## EXERCISE BRIEF
As soon as the line containing "green tree, one" appears, copy it and every following line word for word until the records end.

## DATA SHOWN
:::::

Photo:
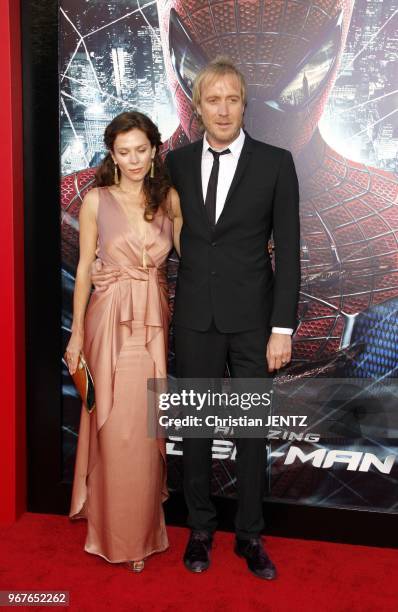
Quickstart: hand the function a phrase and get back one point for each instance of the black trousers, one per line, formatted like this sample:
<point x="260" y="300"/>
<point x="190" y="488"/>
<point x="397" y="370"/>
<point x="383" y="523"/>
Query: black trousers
<point x="204" y="355"/>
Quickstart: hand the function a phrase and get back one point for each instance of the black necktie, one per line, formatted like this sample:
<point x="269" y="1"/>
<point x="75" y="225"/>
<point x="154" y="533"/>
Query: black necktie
<point x="211" y="195"/>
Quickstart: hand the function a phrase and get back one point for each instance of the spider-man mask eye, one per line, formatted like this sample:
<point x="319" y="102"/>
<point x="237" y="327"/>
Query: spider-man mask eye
<point x="186" y="55"/>
<point x="307" y="79"/>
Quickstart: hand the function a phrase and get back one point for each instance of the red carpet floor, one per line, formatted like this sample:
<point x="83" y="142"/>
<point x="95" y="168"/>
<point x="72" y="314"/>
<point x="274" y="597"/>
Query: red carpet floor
<point x="45" y="552"/>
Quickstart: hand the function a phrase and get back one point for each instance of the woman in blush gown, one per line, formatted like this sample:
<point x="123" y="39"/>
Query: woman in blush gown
<point x="128" y="221"/>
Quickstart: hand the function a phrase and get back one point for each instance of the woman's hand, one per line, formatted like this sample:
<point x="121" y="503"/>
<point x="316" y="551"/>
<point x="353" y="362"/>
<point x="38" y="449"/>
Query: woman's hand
<point x="73" y="351"/>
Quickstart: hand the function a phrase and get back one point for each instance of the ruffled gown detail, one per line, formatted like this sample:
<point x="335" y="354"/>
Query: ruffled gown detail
<point x="120" y="472"/>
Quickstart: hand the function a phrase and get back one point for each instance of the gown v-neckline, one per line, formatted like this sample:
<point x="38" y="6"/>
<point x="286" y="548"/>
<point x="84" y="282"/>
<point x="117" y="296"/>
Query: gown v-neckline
<point x="142" y="239"/>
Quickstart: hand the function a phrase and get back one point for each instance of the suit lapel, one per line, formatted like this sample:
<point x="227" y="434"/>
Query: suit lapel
<point x="197" y="170"/>
<point x="243" y="161"/>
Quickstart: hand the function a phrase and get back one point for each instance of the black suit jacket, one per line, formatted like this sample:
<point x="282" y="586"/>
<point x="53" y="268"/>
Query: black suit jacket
<point x="225" y="272"/>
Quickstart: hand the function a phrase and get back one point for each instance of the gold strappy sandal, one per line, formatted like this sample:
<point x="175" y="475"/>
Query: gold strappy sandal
<point x="136" y="566"/>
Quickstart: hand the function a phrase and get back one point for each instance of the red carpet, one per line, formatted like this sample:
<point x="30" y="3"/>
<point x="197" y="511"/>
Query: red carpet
<point x="45" y="552"/>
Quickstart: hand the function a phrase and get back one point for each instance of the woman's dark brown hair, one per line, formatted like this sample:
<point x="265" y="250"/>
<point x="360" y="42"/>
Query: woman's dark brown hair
<point x="155" y="189"/>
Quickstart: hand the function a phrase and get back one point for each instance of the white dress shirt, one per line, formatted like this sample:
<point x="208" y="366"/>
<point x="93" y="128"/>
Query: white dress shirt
<point x="228" y="165"/>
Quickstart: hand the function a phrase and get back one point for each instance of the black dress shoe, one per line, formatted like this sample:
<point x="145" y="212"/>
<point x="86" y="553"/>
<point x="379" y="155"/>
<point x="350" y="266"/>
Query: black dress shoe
<point x="196" y="557"/>
<point x="257" y="559"/>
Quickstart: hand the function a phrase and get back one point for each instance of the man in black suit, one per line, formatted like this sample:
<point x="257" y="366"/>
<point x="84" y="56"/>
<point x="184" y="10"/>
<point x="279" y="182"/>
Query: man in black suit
<point x="229" y="305"/>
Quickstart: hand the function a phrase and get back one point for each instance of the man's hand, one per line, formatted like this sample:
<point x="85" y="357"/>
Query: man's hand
<point x="100" y="279"/>
<point x="279" y="351"/>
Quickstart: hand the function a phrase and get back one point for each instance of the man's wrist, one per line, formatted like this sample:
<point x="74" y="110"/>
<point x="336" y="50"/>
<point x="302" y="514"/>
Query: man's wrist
<point x="282" y="330"/>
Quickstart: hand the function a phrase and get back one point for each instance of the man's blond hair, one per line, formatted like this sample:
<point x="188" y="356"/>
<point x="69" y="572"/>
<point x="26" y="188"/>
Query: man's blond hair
<point x="220" y="66"/>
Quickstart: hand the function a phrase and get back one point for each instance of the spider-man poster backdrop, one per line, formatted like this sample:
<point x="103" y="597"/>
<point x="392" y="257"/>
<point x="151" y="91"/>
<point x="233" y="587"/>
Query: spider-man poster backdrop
<point x="322" y="81"/>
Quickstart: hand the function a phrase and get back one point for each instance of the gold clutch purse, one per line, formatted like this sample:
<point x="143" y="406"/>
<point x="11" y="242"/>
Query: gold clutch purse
<point x="84" y="383"/>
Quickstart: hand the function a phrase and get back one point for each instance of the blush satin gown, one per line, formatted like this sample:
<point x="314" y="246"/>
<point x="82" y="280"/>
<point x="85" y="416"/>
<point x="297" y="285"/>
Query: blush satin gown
<point x="120" y="473"/>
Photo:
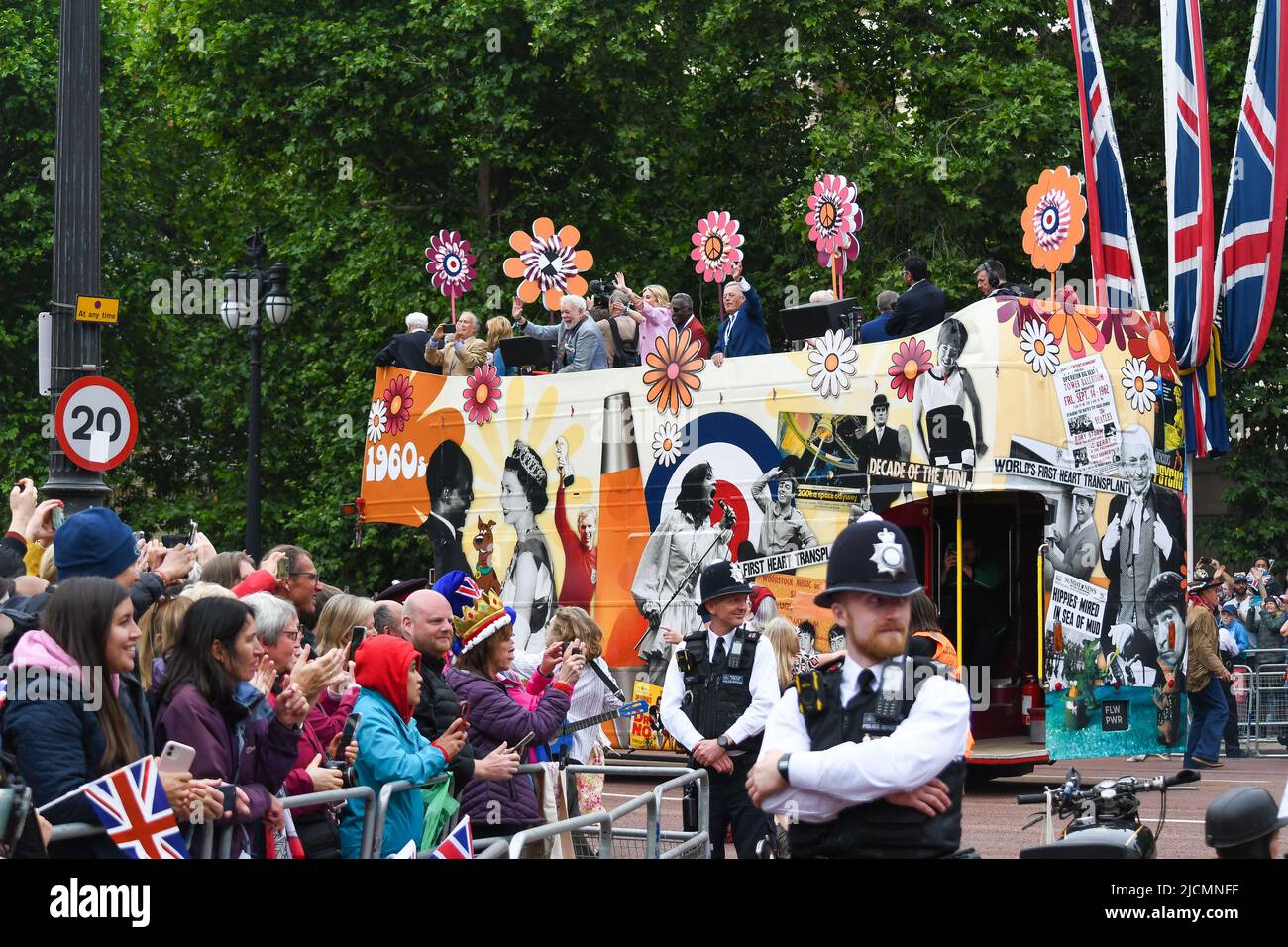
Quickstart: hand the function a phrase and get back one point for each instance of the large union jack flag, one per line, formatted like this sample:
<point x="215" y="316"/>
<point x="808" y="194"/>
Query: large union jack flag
<point x="130" y="801"/>
<point x="1189" y="182"/>
<point x="1252" y="234"/>
<point x="1116" y="268"/>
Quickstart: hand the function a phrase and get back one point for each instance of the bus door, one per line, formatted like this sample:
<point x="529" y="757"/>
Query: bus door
<point x="1001" y="534"/>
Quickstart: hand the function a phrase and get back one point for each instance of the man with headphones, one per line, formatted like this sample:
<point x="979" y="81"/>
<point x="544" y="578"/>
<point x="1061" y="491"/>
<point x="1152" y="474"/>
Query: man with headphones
<point x="991" y="279"/>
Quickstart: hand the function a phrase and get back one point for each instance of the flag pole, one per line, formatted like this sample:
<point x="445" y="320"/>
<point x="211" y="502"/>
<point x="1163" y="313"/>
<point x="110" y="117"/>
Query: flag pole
<point x="63" y="797"/>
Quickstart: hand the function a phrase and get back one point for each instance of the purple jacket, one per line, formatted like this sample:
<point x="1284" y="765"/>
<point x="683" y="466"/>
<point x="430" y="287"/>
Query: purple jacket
<point x="494" y="718"/>
<point x="267" y="749"/>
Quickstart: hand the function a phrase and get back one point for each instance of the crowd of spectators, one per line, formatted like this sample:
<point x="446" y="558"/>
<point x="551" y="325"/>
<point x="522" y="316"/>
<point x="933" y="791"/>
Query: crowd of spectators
<point x="142" y="650"/>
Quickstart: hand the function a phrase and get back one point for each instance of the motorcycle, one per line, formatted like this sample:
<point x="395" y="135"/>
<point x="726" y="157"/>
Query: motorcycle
<point x="1103" y="821"/>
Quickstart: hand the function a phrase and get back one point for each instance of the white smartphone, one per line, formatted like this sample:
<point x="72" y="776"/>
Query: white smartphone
<point x="176" y="758"/>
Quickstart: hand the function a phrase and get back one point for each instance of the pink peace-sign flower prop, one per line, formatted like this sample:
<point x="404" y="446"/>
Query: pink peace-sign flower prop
<point x="482" y="393"/>
<point x="832" y="214"/>
<point x="451" y="264"/>
<point x="851" y="248"/>
<point x="715" y="247"/>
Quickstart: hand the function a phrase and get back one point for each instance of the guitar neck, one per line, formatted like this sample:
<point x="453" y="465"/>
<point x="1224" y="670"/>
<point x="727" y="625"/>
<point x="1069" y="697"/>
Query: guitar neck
<point x="583" y="724"/>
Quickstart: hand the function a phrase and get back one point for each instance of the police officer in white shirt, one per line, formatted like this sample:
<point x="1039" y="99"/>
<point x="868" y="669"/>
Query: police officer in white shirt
<point x="862" y="763"/>
<point x="720" y="685"/>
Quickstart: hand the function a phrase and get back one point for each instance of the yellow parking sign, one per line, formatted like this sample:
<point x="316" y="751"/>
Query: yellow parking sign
<point x="97" y="309"/>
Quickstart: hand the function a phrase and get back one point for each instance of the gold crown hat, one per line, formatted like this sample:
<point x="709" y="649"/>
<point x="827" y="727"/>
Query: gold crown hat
<point x="481" y="620"/>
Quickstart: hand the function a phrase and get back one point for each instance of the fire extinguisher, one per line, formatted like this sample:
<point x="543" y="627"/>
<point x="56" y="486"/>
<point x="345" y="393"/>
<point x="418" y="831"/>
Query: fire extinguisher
<point x="1030" y="696"/>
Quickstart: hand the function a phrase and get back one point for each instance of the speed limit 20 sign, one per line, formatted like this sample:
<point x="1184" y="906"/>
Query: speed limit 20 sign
<point x="95" y="423"/>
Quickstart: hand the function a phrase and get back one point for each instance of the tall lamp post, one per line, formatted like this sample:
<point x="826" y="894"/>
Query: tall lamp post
<point x="76" y="347"/>
<point x="241" y="308"/>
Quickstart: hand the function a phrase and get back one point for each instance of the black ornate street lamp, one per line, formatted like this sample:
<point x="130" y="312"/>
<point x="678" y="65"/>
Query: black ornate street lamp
<point x="241" y="308"/>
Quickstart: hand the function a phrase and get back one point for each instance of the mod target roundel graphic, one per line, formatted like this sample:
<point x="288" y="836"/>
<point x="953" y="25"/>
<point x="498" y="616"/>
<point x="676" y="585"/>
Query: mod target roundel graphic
<point x="738" y="453"/>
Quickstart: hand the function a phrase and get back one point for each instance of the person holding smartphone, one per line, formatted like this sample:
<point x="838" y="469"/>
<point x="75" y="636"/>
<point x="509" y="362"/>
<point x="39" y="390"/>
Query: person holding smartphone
<point x="387" y="672"/>
<point x="91" y="716"/>
<point x="464" y="354"/>
<point x="217" y="651"/>
<point x="487" y="650"/>
<point x="278" y="631"/>
<point x="428" y="624"/>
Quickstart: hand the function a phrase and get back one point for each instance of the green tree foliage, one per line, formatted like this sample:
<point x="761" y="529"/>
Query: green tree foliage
<point x="352" y="131"/>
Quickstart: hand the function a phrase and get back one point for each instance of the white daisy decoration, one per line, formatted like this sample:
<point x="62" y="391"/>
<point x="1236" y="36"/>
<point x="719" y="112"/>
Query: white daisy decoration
<point x="1140" y="384"/>
<point x="377" y="420"/>
<point x="666" y="444"/>
<point x="832" y="364"/>
<point x="1041" y="350"/>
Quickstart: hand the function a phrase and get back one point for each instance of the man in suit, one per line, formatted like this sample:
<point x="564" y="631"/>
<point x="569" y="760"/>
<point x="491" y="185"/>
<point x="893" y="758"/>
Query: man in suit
<point x="579" y="344"/>
<point x="450" y="482"/>
<point x="883" y="444"/>
<point x="877" y="328"/>
<point x="407" y="350"/>
<point x="1144" y="539"/>
<point x="743" y="331"/>
<point x="991" y="279"/>
<point x="464" y="354"/>
<point x="921" y="307"/>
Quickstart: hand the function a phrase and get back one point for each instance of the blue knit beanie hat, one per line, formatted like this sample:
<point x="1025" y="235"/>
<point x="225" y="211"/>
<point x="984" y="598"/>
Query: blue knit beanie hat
<point x="94" y="543"/>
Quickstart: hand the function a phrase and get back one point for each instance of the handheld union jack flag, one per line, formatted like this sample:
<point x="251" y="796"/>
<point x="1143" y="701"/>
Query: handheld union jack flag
<point x="1116" y="268"/>
<point x="459" y="844"/>
<point x="130" y="801"/>
<point x="1192" y="247"/>
<point x="1252" y="234"/>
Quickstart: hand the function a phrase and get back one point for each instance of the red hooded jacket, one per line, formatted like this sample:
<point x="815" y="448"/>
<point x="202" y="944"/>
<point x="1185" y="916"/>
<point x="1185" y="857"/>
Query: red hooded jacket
<point x="381" y="665"/>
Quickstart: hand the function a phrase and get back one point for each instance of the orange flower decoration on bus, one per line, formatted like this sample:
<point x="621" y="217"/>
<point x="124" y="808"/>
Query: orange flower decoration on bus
<point x="911" y="360"/>
<point x="1155" y="346"/>
<point x="398" y="402"/>
<point x="673" y="371"/>
<point x="1078" y="328"/>
<point x="549" y="263"/>
<point x="1052" y="221"/>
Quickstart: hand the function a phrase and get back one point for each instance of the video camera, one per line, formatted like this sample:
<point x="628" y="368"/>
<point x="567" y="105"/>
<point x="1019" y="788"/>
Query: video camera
<point x="600" y="292"/>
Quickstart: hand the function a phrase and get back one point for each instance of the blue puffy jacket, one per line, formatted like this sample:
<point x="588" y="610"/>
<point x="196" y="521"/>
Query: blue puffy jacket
<point x="389" y="750"/>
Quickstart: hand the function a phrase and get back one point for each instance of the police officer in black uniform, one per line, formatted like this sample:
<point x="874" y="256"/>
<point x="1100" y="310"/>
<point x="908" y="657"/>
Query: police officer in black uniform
<point x="720" y="685"/>
<point x="866" y="755"/>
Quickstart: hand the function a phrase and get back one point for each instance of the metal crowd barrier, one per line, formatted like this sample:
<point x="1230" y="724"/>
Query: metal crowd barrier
<point x="1270" y="703"/>
<point x="492" y="848"/>
<point x="616" y="840"/>
<point x="366" y="792"/>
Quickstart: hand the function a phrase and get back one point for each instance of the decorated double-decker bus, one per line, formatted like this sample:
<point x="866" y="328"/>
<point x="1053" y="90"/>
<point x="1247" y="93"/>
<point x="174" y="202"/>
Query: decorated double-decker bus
<point x="1031" y="451"/>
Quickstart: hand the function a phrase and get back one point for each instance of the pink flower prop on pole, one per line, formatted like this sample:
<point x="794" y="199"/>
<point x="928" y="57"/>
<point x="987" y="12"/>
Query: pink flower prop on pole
<point x="835" y="221"/>
<point x="831" y="215"/>
<point x="715" y="247"/>
<point x="451" y="264"/>
<point x="481" y="394"/>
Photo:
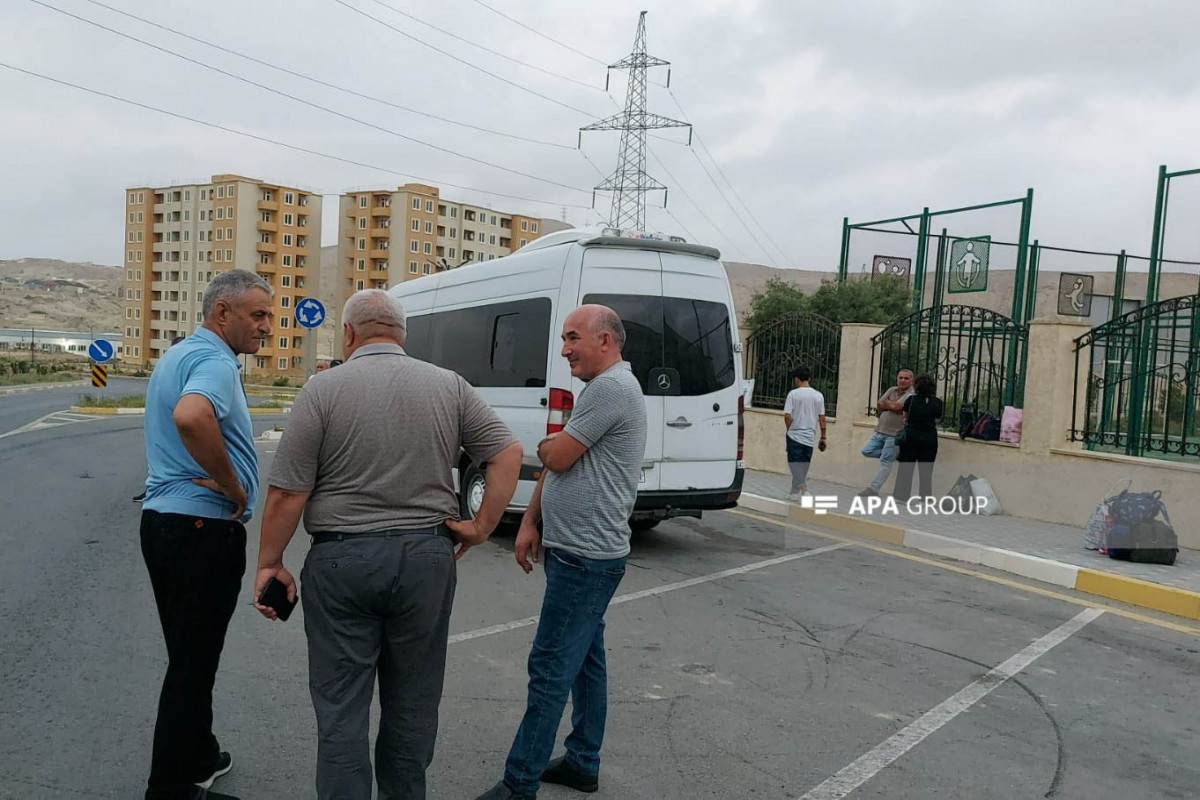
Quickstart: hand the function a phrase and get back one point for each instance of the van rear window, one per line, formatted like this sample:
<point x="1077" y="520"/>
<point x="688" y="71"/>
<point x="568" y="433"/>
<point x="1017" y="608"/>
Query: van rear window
<point x="691" y="336"/>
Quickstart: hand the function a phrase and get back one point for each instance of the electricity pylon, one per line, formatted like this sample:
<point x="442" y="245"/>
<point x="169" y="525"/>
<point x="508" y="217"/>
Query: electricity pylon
<point x="630" y="182"/>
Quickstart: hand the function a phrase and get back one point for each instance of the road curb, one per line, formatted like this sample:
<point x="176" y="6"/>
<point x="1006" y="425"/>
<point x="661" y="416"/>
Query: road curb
<point x="100" y="409"/>
<point x="1135" y="591"/>
<point x="42" y="388"/>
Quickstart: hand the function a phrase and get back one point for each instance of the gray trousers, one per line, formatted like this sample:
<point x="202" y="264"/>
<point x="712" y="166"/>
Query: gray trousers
<point x="377" y="605"/>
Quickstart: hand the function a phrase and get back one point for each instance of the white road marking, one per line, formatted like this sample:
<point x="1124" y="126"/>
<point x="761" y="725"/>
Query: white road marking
<point x="478" y="633"/>
<point x="52" y="420"/>
<point x="870" y="764"/>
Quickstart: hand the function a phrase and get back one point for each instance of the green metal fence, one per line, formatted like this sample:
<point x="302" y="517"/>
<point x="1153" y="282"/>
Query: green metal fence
<point x="1140" y="378"/>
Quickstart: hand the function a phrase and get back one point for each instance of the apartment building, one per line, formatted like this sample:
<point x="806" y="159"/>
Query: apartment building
<point x="178" y="238"/>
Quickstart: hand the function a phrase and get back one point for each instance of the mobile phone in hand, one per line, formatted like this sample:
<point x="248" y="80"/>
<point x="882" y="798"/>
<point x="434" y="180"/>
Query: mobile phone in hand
<point x="275" y="595"/>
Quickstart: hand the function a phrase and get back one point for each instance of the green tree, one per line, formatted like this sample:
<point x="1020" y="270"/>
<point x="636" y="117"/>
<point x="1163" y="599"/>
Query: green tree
<point x="880" y="301"/>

:::::

## WRITTEN ANSWER
Quickstart: hand the function a phrase and get back one point for each instance of the green tree, one per line, formatted like this sample:
<point x="1020" y="270"/>
<point x="636" y="117"/>
<point x="1163" y="599"/>
Query: green tree
<point x="880" y="301"/>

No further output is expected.